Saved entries
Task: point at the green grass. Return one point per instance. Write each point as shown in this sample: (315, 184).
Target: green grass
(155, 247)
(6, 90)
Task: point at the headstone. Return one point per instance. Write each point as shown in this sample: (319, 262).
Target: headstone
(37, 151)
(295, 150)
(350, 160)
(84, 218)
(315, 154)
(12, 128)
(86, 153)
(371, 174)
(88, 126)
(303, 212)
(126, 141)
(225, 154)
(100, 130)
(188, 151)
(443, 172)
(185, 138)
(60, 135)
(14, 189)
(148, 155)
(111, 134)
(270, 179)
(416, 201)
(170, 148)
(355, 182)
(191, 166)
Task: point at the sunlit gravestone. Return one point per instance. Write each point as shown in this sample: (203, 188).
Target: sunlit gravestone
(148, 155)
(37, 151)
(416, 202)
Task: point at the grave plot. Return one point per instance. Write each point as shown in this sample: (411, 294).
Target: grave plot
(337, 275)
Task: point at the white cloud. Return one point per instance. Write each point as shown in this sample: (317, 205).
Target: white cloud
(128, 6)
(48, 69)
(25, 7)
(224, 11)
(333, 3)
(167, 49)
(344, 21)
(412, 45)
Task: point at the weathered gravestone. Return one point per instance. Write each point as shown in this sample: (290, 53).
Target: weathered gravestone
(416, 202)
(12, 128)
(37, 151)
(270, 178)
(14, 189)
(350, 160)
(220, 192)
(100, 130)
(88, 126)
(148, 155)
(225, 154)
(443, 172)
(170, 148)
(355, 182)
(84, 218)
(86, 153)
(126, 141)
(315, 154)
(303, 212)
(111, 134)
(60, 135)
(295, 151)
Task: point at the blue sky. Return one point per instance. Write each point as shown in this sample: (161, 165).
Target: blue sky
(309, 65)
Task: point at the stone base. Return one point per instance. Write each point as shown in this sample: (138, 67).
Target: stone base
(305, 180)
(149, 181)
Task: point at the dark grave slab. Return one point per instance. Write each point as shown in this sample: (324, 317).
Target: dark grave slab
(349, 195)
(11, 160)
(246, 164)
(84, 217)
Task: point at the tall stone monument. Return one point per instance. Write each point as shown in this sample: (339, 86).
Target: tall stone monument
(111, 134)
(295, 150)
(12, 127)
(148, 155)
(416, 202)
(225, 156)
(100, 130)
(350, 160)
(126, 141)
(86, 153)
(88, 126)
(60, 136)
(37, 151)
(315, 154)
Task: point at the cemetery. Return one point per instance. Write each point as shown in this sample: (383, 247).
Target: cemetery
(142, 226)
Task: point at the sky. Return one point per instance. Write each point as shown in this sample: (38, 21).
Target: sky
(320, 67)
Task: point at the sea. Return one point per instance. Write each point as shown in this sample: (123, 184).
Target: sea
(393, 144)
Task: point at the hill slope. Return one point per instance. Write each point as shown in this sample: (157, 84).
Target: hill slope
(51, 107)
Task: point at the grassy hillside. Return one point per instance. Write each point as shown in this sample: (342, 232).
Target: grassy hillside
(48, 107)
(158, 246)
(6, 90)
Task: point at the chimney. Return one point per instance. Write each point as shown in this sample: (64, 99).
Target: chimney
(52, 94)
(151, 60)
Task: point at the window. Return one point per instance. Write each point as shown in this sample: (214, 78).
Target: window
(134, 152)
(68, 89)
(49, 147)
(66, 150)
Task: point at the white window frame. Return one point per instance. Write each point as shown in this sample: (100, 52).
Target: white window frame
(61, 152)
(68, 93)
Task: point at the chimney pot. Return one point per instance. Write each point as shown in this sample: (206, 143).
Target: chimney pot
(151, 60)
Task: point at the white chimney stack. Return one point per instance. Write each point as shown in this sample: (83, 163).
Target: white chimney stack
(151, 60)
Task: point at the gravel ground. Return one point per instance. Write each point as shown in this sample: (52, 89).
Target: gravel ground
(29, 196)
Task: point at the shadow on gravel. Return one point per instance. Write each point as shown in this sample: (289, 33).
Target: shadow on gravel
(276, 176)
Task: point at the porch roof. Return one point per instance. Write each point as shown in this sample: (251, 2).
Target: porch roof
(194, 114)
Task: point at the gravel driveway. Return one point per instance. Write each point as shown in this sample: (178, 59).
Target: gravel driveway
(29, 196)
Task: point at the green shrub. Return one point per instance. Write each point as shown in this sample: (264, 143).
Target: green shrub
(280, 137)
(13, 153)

## [EXERCISE AIM]
Reproduce, with both ends included, the lines from the one holding "Target: chimney pot" to the end of the records above.

## [OUTPUT FOR THIS EXERCISE]
Target: chimney pot
(151, 60)
Task: point at the white chimney stack. Return one point per instance. Write each point as shown in this sample: (83, 163).
Target: white chimney stack
(151, 60)
Task: point at the gravel ground. Return one point per instance. Write each point as shown in this sample: (52, 89).
Target: gravel ground
(29, 196)
Task: point at the shadow on gravel. Return one point per instance. Write each point as shown in this sample: (289, 33).
Target: shadow on gravel
(276, 176)
Task: point at the porch roof. Return one point per instance. Write each point as shown in this sample: (251, 2).
Target: porch roof
(194, 114)
Task: point at the gravel driveway. Return one point per instance. Write each point as shown in this sample: (178, 59).
Target: gravel driveway
(29, 196)
Task: point at the green shrub. Return one point per instance. Write each point as shown in this sample: (264, 143).
Target: green shrub
(280, 137)
(13, 153)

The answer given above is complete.